Reproduce the items from the line containing "Pick out the white shorts, placing" through the end of the items, both ends included, with every coordinate in the answers shifted by adding 92 to each number. Leave the pictures out of the answer.

• _SOURCE MATERIAL_
## START

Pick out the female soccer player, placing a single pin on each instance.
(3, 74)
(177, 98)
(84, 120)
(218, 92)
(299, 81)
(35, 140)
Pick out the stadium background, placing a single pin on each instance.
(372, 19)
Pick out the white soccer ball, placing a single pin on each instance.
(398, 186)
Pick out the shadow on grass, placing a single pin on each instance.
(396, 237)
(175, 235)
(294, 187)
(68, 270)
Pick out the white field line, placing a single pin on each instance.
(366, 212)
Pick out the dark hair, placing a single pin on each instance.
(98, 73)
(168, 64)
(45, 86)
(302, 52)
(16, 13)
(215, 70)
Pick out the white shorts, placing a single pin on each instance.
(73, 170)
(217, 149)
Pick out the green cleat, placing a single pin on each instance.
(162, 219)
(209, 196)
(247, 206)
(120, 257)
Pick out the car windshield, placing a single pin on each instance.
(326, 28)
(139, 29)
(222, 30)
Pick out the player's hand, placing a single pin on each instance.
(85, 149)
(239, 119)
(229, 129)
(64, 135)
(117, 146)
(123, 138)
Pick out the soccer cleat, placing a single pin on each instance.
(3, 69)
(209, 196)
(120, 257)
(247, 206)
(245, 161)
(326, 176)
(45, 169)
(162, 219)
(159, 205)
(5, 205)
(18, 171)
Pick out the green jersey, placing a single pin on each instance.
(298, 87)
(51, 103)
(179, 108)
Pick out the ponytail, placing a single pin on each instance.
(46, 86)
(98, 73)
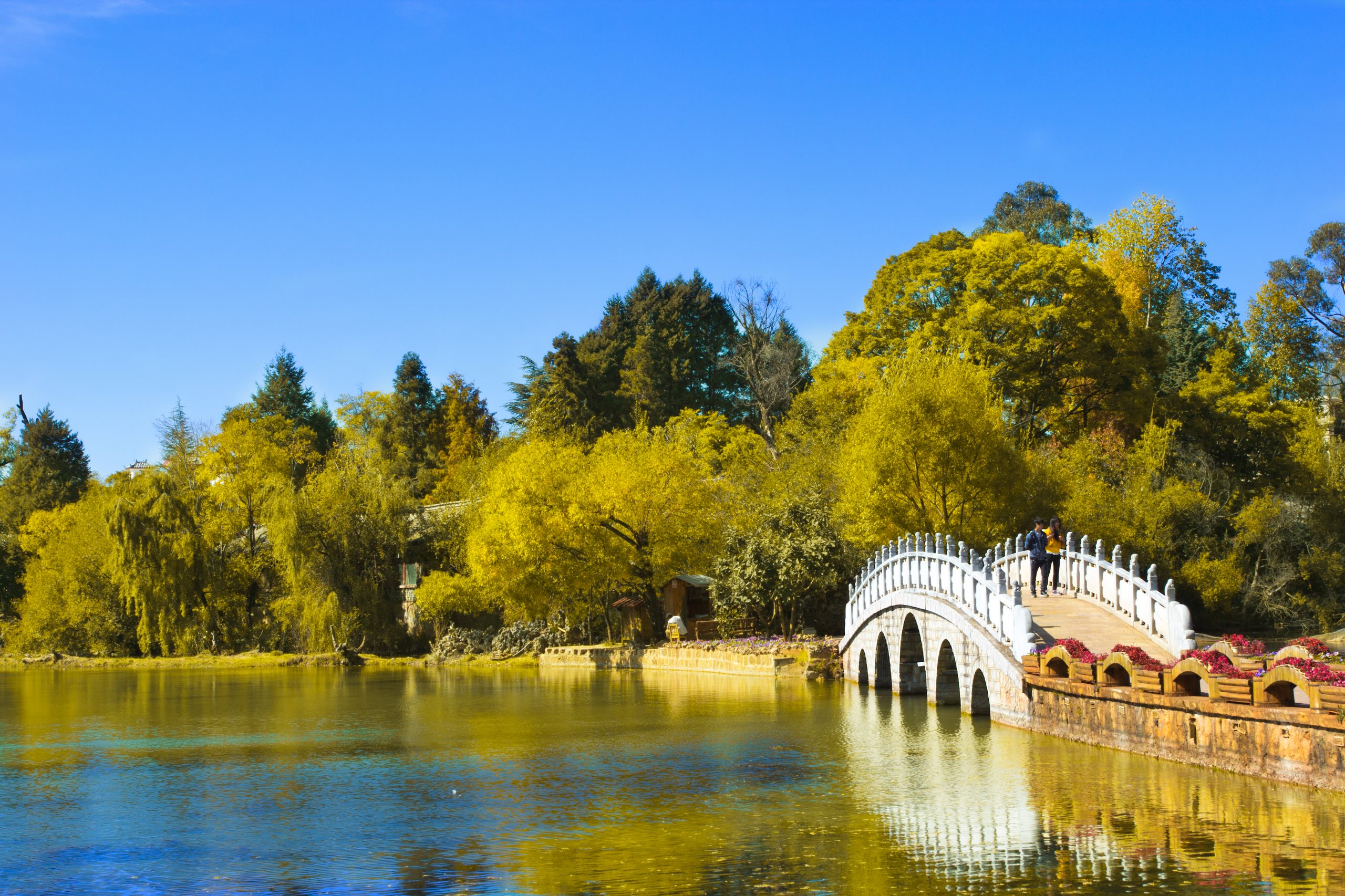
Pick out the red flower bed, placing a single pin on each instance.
(1246, 646)
(1078, 650)
(1312, 645)
(1139, 658)
(1313, 670)
(1216, 662)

## END

• _EXERCISE OUTPUT_
Pick out the white shorts, placing a single pin on each instance.
(165, 262)
(309, 241)
Pick out the green cleat, placing a single pin on each instance.
(254, 311)
(301, 288)
(339, 298)
(212, 349)
Pick out the car windshield, placing a single pin on each instance.
(418, 120)
(231, 121)
(314, 122)
Pick out the player's hand, placing a single pin on each instance.
(177, 241)
(331, 211)
(321, 221)
(156, 227)
(209, 238)
(215, 230)
Pick out the soccer cleat, placing a single pin on each instance.
(95, 161)
(301, 288)
(212, 349)
(339, 298)
(337, 253)
(418, 268)
(137, 261)
(254, 311)
(251, 297)
(97, 297)
(110, 263)
Pick out the green jersey, placing a single pin on each instance.
(390, 179)
(143, 195)
(271, 200)
Pick out the ponytail, placing a single pin on each instance.
(138, 178)
(190, 165)
Pick out the red flower bed, placing a single pin on each instance.
(1338, 738)
(1170, 742)
(1404, 737)
(1231, 750)
(1405, 762)
(1308, 754)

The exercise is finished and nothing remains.